TEXTO PROPORCIONADO ▸
_ _ _ _ _

No comparto la opinión de algunos de que esta pandemia nos hará más fuertes, alegato buenista alejado de la realidad que intenta hacer de la necesidad virtud.

Perder familiares o el puesto de trabajo, vivir embozados tras una mascarilla, tener restringidas las visitas a los seres queridos y vetados los desplazamientos no parece la forma más sana de redoblar nuestras fuerzas. Ya sé que Nietzsche dijo que «lo que no nos mata nos hace más fuerte», pero, parafraseando al filósofo alemán, yo diría que lo que no nos hace más fuertes (de verdad) nos acabará matando. Y esta pandemia lo está consiguiendo: nos está matando, a veces en la literalidad del término, a veces aniquilando nuestros sueños y energías, que es otra forma más ladina de matar.

Un año después de la pandemia, la civilización planetaria es diez años más vieja. Hemos envejecido a marchas forzadas, sufriendo de primera mano, o siguiéndolo por los medios en el mejor de los casos, cómo colapsaba el sistema sanitario, al que hay que estar mirando con lupa, día tras día, para evitar las escenas dantescas de los primeros meses. Así las cosas, ya no importa tanto planificar esa romántica escapada de fin de semana como averiguar en qué estado están las UCI. Ese hotelito a pie de playa oxigenado por el saludable aire del Mediterráneo o del Atlántico puede convertirse, aun a las malas, en una cama de hospital de emergencia con respirador mecánico.

_ _ _ _ _

EJERCICIOS ▸
#1 Reproduce sin cambios el fragmento del texto sobre la pandemia que empieza con las palabras que contienen «No comparto la» y termina con «ladina de matar.».
#2 Prosigue, por favor, el texto sobre la pandemia desde el punto en que se detiene.

DATOS PROPORCIONADOS ▸
_ _ _ _ _

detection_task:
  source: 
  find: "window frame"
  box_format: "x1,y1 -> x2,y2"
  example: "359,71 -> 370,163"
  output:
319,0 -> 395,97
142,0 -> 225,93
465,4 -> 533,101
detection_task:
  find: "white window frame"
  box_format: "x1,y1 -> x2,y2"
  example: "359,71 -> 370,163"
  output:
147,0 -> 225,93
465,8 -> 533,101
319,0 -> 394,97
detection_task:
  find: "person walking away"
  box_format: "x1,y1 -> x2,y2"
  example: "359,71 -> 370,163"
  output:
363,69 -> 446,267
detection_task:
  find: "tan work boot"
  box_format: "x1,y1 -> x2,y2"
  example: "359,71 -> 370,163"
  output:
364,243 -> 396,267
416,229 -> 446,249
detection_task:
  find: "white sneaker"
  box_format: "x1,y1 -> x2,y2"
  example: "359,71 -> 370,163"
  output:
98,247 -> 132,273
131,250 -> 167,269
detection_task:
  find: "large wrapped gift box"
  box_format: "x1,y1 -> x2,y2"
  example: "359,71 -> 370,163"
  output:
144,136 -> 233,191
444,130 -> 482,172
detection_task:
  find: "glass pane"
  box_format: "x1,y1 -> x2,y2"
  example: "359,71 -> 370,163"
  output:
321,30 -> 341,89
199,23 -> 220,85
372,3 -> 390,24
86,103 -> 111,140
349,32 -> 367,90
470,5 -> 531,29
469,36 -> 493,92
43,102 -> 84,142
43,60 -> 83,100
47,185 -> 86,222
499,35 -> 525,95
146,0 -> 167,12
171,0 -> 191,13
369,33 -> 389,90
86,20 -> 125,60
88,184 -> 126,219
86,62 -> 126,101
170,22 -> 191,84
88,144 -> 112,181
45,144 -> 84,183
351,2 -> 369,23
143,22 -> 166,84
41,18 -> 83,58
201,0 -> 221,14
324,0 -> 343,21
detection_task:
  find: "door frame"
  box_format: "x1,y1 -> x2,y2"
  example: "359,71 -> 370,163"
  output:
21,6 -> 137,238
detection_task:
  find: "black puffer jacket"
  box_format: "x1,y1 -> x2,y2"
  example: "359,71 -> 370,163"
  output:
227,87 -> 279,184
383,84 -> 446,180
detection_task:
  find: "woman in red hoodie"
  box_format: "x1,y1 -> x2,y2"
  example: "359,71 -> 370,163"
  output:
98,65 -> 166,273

_ _ _ _ _

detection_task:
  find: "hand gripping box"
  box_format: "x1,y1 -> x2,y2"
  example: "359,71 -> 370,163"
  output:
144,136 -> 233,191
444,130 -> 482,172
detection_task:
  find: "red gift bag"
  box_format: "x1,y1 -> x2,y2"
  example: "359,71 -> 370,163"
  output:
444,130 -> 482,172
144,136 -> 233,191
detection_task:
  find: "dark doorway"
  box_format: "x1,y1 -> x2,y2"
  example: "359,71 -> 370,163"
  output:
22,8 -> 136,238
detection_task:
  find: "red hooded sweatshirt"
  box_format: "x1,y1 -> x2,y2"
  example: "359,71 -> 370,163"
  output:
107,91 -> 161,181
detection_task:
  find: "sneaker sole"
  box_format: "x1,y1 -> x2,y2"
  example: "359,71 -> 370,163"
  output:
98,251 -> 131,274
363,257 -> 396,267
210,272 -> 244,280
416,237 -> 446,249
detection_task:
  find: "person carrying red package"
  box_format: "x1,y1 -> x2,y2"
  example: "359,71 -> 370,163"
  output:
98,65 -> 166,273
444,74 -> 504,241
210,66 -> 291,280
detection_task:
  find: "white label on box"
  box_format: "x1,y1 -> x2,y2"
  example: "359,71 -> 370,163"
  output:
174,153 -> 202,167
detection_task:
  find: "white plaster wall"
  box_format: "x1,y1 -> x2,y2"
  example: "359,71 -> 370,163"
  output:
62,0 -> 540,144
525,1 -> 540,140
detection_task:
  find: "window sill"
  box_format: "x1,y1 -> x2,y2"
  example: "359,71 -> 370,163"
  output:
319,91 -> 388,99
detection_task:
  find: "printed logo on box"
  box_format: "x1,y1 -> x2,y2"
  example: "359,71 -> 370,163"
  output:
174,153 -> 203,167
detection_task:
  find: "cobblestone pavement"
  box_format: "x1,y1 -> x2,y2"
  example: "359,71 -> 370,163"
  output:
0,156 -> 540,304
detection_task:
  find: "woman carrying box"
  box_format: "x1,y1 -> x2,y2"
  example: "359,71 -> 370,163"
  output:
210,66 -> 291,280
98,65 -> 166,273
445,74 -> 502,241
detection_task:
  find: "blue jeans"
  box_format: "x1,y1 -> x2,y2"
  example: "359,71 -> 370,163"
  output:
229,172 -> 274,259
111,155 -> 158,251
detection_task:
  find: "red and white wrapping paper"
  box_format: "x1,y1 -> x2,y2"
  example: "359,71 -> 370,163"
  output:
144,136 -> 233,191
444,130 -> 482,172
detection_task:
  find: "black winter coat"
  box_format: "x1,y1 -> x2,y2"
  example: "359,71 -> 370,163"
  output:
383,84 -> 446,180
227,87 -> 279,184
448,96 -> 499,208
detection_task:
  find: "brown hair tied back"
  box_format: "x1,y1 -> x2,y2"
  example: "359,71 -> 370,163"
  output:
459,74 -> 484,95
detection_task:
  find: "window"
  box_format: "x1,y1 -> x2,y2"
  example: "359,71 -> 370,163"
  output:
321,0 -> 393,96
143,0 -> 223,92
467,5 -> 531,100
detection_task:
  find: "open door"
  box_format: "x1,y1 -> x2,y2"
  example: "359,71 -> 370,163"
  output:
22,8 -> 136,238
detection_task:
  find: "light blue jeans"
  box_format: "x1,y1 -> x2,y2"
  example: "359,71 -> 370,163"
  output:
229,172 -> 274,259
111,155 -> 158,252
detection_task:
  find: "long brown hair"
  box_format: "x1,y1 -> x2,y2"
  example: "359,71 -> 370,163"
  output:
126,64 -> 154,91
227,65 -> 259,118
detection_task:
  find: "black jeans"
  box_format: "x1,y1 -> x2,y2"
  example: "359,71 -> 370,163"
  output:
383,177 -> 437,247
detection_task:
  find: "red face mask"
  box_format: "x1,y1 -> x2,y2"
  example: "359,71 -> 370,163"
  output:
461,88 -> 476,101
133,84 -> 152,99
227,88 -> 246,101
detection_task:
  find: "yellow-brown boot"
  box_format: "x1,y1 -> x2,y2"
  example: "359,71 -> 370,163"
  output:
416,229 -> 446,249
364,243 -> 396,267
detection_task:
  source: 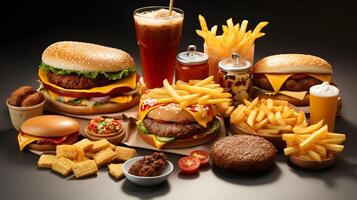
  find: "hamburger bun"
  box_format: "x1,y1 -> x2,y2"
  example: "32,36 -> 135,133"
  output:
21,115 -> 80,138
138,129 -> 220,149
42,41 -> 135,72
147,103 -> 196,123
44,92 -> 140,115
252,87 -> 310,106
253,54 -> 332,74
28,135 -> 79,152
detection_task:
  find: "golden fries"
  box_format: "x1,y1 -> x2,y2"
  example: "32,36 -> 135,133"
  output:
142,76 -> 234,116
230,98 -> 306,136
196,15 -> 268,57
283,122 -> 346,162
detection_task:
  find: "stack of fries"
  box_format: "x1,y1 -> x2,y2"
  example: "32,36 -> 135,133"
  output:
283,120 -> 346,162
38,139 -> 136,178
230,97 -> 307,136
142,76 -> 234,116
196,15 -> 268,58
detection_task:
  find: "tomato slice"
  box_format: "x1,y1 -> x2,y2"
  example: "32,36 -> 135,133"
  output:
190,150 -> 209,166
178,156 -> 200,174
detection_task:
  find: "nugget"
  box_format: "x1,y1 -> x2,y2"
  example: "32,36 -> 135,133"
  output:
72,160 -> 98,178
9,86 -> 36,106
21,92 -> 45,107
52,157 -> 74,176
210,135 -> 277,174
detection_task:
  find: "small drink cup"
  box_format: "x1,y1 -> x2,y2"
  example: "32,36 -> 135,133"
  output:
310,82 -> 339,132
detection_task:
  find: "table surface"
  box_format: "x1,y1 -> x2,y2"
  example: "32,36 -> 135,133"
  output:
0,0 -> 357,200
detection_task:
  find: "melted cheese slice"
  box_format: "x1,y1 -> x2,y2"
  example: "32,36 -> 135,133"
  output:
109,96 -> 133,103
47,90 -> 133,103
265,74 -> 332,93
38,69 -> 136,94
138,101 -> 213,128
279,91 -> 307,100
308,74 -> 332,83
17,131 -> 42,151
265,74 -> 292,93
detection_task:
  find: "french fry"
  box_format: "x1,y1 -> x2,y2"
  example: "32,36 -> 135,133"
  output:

_ _ _ _ _

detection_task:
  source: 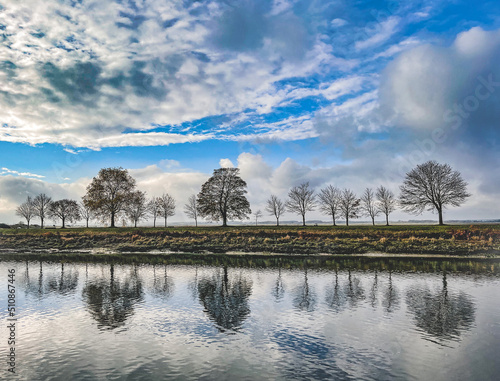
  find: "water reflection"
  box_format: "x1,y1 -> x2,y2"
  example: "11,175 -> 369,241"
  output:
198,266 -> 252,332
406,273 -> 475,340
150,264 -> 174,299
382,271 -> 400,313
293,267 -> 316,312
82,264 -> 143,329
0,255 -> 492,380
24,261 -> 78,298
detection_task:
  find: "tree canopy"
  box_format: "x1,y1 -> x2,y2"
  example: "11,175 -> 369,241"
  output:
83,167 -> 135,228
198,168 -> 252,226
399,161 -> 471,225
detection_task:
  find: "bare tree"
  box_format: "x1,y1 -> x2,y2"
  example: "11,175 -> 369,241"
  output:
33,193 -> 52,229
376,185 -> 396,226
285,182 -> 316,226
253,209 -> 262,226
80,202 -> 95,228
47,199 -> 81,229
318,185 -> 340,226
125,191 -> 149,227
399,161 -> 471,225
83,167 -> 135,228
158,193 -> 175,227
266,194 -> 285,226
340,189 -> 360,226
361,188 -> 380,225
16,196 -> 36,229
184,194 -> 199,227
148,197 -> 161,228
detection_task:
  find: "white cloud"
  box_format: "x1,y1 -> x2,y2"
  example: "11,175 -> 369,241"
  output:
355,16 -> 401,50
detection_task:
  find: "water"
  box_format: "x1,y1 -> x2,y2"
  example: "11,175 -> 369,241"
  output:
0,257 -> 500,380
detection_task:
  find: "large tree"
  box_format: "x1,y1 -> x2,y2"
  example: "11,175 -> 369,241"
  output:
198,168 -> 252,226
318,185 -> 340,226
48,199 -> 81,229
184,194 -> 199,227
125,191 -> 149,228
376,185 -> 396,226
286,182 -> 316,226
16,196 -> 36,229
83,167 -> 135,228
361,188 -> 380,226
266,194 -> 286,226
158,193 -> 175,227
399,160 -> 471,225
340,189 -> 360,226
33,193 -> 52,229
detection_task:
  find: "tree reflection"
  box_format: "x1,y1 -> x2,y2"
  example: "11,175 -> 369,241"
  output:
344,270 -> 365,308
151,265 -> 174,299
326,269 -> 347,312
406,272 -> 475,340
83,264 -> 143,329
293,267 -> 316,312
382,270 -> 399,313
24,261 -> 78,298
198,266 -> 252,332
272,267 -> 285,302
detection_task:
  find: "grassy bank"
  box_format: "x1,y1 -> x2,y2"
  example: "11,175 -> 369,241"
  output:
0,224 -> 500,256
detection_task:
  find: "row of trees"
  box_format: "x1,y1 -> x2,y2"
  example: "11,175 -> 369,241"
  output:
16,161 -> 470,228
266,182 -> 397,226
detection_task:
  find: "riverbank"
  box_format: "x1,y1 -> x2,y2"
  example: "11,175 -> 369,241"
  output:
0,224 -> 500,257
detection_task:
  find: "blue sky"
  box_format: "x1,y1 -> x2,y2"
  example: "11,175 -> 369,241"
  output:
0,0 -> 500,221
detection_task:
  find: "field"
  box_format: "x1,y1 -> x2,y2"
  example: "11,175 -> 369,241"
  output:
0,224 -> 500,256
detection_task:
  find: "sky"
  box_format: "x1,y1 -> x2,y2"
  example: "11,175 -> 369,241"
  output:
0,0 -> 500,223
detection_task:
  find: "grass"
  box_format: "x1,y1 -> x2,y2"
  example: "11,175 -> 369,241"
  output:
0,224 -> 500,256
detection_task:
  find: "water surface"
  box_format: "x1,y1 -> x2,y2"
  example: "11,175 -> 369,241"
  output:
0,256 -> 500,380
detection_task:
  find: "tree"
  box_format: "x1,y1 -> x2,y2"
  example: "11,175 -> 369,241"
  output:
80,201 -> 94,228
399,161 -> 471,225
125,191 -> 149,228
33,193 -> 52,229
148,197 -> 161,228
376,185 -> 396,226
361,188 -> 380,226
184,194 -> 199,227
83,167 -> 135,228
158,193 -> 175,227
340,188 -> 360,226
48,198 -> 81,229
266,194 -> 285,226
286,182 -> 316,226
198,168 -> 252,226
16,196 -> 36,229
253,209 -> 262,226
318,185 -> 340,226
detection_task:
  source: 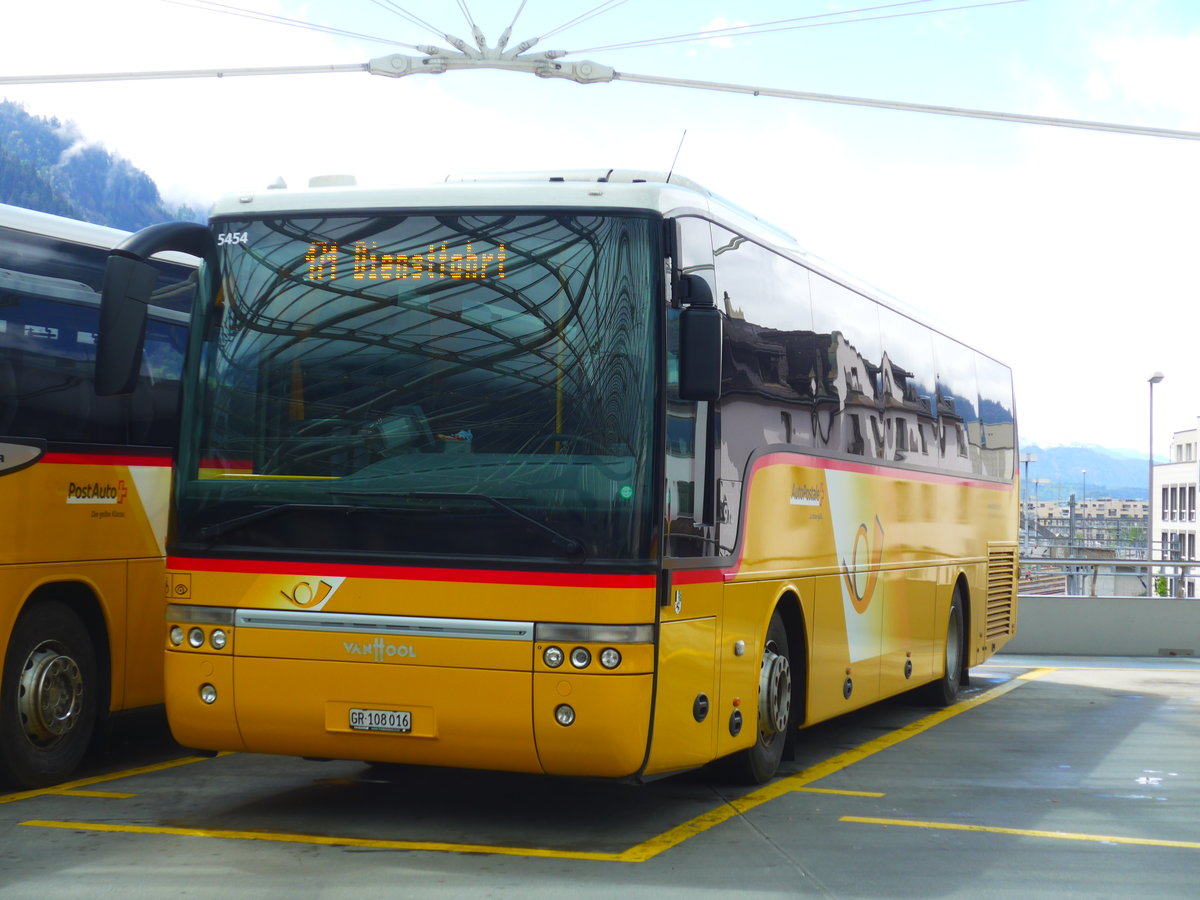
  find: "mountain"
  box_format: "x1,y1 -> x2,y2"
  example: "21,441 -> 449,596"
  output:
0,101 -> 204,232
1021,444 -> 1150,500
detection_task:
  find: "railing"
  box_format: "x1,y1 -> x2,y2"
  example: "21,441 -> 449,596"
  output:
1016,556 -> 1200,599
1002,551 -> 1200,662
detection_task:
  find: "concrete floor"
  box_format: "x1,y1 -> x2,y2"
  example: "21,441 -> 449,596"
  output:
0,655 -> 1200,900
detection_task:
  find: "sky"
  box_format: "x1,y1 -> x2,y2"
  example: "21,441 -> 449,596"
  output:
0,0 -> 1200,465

_ _ _ _ _

RESULTADOS ▸
#1
No comparto la opinión de algunos de que esta pandemia nos hará más fuertes, alegato buenista alejado de la realidad que intenta hacer de la necesidad virtud.

Perder familiares o el puesto de trabajo, vivir embozados tras una mascarilla, tener restringidas las visitas a los seres queridos y vetados los desplazamientos no parece la forma más sana de redoblar nuestras fuerzas. Ya sé que Nietzsche dijo que «lo que no nos mata nos hace más fuerte», pero, parafraseando al filósofo alemán, yo diría que lo que no nos hace más fuertes (de verdad) nos acabará matando. Y esta pandemia lo está consiguiendo: nos está matando, a veces en la literalidad del término, a veces aniquilando nuestros sueños y energías, que es otra forma más ladina de matar.

#2
Lo que no nos mata nos está matando. Ahora sabemos que no somos nada, y que un diminuto virus que habla en chino es suficiente para que el mundo entero entre en coma.

Aún queda espacio para la esperanza. Esa esperanza que depositamos en las vacunas que no llegan, en esos medicamentos específicos que por ahora son solo proyectos, en que algunos ciudadanos asimilen de una vez que las fiestas matan. Esa esperanza de volver a cualquier tiempo pasado que, en efecto, fue mejor.